── GIVEN ENTRIES ──
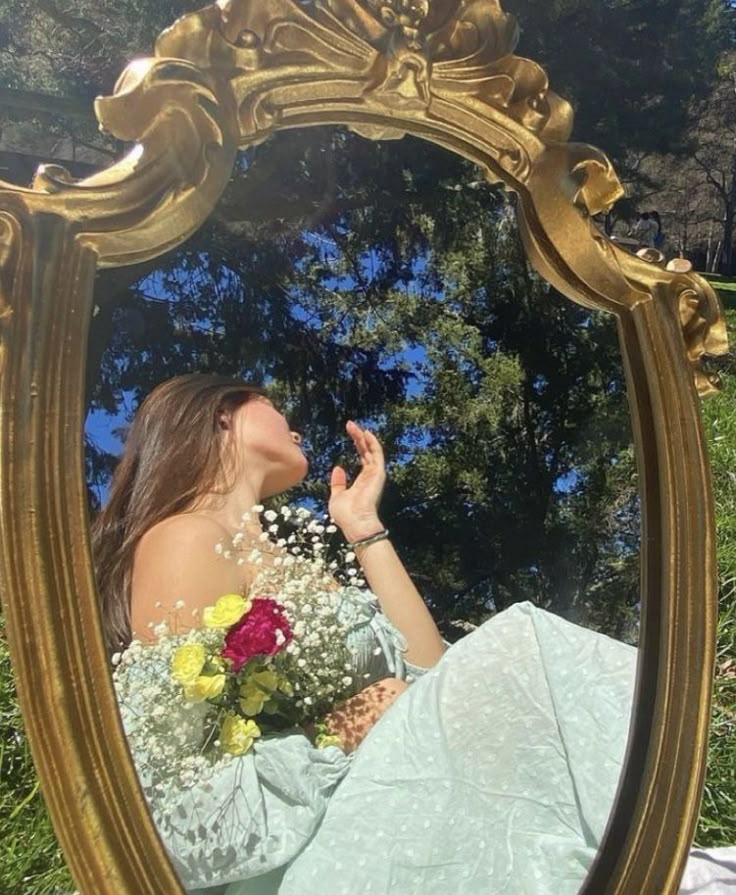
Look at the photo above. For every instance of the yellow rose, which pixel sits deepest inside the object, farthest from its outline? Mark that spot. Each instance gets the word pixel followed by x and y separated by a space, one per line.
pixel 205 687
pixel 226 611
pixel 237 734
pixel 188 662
───
── GIVEN ENTRIES ──
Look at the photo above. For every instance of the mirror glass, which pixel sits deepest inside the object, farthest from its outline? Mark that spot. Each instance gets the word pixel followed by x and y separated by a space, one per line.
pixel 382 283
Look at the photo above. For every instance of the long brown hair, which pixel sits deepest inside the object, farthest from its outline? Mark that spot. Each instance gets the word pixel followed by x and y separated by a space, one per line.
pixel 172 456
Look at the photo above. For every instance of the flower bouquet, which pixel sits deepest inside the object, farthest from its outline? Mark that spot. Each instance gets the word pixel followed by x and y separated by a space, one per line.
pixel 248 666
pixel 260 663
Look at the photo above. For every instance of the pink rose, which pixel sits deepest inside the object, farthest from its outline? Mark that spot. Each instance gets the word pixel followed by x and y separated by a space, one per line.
───
| WHAT IS EXPECTED |
Out of the data above, set down the lines from the one with "Look at the photo above. For every instance of the flower" to the one with "Look at the photo above. For every instance of the pink", both included, exactly as written and with no additions.

| WRITTEN ANSWER |
Look at the photo above. For every instance of the flower bouquet, which pixel sits deepest inside the object, farthest from its outline? Mark that spot. Each instance gets the word pixel followed by x and y separated by a space, one per line.
pixel 248 666
pixel 260 663
Look at the photo above. For every instance of the pink rose, which pixel sits deepest inside the object, farthest from its outline? Mark that spot. Each instance gets the word pixel followed by x and y separated by a space, one per line.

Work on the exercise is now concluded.